The required result is the number of lines below that hold the word "wall", stated without anything else.
*** DATA PROVIDED ***
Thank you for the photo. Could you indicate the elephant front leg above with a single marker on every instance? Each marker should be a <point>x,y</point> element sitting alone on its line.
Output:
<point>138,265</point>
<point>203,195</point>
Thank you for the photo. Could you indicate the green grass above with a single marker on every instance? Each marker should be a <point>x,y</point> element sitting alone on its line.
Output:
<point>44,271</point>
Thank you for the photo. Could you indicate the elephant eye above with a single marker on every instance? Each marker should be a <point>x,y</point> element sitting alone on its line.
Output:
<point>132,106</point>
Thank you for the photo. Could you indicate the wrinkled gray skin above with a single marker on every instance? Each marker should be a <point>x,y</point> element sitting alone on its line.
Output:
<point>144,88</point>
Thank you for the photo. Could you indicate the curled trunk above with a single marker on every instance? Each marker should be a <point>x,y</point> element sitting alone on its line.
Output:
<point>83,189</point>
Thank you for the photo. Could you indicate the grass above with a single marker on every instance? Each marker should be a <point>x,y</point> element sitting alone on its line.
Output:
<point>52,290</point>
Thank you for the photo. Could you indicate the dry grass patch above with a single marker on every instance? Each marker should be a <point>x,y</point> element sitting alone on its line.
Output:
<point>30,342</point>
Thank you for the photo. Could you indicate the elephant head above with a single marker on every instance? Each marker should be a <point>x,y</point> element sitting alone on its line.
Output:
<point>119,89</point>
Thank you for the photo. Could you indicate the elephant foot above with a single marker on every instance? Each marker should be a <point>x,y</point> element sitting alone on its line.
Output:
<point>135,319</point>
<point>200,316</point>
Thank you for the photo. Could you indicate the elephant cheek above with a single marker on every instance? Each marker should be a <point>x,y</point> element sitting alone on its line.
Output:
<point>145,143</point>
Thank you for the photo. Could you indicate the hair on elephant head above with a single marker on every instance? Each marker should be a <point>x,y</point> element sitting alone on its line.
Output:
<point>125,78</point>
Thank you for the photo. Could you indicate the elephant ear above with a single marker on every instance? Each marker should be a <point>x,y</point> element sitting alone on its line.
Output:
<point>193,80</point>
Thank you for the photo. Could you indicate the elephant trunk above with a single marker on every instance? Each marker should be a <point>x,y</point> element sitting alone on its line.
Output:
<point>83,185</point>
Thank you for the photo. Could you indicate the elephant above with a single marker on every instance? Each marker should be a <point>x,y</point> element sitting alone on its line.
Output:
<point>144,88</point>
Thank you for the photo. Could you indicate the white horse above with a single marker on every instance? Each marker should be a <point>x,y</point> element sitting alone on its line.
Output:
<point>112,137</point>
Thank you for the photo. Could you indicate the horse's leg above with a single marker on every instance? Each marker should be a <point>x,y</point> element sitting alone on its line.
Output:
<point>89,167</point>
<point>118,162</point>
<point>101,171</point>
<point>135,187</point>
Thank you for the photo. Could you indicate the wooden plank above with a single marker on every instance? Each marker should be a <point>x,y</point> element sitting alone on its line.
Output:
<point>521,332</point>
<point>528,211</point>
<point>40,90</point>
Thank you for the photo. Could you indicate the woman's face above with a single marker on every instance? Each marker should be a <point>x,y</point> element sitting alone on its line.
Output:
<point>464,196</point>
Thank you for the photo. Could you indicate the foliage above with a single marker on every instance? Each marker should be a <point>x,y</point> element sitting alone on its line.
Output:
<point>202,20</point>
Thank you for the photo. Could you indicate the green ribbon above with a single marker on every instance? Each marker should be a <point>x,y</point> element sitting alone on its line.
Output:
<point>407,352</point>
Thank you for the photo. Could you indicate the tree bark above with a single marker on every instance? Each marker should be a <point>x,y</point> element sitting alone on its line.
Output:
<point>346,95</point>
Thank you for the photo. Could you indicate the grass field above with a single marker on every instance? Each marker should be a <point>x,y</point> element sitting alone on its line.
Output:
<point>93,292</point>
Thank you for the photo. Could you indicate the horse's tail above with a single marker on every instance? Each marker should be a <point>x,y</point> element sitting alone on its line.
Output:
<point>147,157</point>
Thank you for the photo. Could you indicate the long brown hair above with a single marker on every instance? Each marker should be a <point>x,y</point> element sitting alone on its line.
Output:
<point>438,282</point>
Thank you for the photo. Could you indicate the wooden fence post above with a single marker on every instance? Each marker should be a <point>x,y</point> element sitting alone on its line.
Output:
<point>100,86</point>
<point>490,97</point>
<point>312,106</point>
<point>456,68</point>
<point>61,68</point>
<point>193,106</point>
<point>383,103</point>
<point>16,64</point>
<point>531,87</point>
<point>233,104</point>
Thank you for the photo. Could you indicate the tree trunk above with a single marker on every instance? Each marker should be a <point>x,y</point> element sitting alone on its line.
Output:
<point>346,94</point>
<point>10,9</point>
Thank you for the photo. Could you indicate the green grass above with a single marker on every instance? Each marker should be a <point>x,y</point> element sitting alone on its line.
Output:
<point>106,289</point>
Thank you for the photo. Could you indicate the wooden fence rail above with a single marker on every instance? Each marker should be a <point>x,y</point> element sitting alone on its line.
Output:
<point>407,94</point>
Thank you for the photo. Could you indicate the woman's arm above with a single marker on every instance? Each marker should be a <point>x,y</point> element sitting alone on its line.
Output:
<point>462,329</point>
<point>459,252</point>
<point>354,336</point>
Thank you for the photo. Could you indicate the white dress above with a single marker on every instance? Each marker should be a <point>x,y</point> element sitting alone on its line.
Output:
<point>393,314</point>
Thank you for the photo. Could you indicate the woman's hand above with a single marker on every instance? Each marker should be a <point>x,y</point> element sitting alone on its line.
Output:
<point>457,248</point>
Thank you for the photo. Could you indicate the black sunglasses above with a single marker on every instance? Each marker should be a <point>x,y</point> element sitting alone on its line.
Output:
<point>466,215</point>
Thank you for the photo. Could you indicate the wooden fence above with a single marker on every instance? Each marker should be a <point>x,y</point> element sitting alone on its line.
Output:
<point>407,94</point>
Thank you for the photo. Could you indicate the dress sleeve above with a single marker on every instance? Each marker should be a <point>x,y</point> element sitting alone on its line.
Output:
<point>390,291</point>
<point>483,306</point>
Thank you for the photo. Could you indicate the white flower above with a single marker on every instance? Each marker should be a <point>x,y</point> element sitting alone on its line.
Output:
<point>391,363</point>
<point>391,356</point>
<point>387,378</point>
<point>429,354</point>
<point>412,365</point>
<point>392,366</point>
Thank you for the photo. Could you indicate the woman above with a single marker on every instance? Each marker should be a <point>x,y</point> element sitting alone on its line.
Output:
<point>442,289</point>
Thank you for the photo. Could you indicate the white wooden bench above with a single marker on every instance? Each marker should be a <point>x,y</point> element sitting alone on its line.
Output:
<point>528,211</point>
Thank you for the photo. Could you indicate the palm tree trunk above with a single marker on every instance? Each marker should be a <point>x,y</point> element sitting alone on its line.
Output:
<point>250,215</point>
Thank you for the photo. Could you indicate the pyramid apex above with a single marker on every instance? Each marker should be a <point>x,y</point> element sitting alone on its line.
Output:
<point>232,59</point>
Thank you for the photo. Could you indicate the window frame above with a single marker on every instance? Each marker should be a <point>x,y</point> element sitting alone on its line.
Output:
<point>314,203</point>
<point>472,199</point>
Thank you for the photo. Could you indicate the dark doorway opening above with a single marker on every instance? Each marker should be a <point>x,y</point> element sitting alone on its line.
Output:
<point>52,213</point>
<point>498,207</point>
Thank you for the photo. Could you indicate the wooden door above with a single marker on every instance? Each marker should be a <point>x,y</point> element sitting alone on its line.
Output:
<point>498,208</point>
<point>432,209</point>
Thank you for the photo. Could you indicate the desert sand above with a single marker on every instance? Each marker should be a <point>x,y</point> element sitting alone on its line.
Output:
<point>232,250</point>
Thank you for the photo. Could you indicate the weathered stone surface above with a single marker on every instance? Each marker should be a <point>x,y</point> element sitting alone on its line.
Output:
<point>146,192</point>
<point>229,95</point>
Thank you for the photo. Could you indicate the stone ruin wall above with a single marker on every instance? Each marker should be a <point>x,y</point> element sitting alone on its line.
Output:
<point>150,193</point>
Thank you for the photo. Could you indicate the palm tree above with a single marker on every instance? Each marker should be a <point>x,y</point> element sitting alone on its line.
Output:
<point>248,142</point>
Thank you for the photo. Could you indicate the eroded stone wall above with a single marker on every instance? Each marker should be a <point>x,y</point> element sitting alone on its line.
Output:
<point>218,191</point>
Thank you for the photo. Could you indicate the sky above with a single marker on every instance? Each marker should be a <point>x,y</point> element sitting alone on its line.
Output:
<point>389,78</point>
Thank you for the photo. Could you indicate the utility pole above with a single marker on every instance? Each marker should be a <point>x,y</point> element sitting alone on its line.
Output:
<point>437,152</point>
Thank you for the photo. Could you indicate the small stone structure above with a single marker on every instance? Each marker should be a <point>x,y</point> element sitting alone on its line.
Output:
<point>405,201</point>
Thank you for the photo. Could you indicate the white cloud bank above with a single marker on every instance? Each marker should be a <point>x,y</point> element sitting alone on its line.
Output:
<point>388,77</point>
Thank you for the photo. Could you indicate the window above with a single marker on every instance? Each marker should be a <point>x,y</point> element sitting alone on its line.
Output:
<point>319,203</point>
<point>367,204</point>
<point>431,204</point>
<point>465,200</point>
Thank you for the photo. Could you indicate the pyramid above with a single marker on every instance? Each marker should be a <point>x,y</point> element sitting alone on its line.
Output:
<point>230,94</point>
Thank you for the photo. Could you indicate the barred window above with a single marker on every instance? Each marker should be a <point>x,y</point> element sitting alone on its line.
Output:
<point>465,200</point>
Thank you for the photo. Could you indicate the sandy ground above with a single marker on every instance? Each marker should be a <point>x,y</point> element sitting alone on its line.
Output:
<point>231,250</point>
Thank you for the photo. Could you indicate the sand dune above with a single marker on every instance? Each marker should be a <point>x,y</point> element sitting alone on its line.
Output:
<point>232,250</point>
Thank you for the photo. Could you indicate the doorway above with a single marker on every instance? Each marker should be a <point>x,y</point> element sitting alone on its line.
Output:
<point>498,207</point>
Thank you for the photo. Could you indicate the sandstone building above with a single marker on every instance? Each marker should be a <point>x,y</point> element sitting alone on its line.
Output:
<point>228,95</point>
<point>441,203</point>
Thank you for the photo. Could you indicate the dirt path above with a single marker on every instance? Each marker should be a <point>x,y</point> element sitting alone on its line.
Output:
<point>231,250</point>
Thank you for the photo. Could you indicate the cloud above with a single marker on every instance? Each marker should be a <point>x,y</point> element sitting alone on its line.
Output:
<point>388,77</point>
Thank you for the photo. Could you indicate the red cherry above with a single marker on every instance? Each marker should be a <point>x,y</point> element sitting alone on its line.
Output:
*** End of DATA PROVIDED ***
== RESULT OF THE TASK ==
2